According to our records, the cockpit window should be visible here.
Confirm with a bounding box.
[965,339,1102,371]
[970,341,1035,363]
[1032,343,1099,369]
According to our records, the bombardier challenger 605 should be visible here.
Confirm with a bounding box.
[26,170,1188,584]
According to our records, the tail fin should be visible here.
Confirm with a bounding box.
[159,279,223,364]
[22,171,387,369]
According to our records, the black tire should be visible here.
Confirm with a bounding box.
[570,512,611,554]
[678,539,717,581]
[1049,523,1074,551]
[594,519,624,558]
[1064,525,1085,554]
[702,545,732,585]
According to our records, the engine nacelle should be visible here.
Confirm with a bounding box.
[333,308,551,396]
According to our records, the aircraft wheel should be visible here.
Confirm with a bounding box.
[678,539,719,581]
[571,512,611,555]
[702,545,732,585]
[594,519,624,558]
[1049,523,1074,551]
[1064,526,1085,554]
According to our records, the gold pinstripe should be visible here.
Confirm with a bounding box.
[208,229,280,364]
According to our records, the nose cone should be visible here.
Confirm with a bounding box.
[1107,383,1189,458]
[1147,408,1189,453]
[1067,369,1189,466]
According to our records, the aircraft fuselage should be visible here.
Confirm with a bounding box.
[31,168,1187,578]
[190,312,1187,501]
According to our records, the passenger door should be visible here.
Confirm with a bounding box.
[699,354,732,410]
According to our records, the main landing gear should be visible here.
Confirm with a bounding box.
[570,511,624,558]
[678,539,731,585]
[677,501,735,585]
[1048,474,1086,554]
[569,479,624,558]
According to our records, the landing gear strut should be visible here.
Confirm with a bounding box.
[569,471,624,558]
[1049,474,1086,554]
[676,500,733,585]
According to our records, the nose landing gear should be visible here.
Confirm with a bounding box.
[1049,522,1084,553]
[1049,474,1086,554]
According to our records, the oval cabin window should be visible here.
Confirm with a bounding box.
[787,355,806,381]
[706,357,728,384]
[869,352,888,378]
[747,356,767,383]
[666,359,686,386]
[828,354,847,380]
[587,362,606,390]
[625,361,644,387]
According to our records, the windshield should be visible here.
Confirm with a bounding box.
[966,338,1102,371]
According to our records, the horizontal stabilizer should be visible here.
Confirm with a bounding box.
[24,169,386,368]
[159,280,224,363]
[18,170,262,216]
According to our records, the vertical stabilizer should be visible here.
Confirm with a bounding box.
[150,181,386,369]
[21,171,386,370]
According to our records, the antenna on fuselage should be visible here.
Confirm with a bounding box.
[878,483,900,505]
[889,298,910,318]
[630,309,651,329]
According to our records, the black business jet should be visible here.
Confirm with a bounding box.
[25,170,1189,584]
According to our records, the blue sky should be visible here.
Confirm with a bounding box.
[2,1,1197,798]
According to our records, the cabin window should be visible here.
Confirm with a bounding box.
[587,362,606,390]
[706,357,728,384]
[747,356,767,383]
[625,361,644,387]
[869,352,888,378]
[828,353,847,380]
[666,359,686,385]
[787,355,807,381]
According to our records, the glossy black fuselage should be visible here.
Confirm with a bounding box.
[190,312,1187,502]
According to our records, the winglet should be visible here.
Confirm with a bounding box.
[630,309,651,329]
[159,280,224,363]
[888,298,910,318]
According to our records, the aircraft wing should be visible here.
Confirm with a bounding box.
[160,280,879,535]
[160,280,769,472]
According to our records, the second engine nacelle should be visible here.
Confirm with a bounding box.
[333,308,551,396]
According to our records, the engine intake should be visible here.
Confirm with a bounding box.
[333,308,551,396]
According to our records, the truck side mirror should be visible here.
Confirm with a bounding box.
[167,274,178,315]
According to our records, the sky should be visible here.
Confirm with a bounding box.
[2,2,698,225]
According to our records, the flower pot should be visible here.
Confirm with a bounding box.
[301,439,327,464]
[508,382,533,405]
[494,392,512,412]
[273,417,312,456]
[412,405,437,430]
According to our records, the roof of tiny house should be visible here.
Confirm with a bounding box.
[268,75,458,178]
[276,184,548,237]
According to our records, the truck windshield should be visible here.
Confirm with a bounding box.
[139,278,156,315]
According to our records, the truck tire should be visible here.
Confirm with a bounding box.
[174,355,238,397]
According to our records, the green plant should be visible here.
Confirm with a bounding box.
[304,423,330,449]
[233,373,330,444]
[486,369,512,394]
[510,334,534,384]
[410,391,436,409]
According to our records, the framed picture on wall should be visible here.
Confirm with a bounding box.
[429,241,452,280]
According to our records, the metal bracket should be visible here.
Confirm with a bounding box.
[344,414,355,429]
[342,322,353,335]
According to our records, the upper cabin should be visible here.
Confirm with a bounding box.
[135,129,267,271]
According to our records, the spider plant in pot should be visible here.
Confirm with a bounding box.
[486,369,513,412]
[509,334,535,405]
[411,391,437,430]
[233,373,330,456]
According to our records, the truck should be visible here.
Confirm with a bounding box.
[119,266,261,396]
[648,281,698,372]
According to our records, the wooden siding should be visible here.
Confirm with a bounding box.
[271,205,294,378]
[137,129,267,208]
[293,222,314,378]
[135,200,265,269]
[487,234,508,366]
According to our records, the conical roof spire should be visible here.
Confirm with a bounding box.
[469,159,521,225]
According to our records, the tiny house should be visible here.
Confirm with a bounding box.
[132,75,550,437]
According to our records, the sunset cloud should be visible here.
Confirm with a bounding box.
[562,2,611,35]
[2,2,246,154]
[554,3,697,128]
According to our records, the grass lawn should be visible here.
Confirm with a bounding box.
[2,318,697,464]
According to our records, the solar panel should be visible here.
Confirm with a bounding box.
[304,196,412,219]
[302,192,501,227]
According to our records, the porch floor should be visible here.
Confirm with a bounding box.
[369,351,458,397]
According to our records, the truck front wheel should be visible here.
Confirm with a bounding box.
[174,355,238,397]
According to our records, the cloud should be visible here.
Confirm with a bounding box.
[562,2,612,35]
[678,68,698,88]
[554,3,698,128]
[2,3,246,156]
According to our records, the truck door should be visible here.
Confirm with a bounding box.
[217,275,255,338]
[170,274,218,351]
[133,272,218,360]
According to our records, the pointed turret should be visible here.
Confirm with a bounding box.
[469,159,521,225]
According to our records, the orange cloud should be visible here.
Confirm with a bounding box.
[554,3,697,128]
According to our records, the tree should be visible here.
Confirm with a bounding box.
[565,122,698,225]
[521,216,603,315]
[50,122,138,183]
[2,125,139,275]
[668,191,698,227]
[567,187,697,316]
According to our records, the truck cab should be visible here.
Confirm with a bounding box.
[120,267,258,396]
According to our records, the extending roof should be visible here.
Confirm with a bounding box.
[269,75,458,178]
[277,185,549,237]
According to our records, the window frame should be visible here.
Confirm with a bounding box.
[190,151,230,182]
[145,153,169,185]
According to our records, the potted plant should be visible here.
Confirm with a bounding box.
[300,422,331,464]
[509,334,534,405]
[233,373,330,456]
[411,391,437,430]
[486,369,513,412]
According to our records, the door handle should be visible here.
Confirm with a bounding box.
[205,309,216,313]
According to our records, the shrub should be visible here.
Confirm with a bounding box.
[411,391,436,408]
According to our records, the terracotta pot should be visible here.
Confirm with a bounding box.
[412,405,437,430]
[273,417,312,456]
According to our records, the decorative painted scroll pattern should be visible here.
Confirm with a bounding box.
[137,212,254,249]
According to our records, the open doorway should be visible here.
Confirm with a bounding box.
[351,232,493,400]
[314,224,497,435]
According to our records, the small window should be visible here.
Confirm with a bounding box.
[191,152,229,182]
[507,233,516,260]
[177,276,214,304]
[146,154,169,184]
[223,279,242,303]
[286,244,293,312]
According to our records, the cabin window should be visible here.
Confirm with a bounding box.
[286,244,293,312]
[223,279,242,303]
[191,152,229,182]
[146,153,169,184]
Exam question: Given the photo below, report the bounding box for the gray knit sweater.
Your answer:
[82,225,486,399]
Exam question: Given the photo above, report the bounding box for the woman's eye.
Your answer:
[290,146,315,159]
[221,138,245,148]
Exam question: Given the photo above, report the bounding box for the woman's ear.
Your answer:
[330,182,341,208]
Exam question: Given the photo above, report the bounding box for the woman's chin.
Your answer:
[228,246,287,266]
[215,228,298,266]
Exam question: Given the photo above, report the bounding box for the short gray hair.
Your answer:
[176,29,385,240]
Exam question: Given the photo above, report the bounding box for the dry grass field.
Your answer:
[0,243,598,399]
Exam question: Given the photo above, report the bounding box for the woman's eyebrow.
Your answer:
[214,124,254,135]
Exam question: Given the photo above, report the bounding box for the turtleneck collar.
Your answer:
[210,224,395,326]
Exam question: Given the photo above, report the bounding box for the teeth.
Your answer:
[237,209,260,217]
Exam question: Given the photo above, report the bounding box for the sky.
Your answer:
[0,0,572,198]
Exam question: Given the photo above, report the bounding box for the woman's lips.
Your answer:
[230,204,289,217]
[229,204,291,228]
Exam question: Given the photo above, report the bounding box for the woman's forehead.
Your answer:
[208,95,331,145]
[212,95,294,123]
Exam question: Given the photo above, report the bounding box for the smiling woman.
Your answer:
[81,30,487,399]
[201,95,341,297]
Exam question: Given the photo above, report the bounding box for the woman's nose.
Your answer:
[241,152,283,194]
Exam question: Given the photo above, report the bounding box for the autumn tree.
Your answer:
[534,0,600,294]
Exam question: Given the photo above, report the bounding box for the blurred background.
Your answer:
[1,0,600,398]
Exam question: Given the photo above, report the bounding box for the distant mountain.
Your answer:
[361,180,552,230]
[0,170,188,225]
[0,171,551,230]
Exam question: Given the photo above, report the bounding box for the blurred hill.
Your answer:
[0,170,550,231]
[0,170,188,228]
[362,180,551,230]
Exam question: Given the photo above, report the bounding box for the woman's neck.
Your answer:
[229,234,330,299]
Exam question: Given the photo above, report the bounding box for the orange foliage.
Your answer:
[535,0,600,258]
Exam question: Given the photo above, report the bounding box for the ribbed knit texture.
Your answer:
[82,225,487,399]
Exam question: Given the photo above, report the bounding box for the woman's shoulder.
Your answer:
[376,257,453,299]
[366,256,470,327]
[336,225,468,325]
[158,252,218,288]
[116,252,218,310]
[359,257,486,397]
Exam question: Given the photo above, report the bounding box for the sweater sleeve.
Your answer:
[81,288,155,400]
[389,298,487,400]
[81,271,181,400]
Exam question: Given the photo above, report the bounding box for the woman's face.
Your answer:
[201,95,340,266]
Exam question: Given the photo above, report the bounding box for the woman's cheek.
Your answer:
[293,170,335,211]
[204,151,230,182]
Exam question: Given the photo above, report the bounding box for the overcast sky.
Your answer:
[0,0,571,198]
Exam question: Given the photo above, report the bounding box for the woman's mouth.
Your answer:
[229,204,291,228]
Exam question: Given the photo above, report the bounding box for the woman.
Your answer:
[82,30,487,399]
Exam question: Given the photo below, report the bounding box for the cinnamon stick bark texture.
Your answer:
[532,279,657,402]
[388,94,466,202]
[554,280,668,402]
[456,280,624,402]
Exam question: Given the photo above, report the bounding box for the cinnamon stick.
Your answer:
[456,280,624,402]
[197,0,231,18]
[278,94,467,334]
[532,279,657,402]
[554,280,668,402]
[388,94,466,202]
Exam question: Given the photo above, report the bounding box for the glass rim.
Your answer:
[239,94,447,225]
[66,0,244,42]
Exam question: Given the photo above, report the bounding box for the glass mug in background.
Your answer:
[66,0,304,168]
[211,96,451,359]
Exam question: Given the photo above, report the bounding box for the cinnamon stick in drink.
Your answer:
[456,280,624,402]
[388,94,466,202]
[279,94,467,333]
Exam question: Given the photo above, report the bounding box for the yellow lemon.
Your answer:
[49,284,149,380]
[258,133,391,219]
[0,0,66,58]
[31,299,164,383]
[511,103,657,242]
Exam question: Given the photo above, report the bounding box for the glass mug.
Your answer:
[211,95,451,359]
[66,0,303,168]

____

- **How to complete this task**: One number and nothing else is the answer: how many lines of the material include "gear".

- **Task output**: 3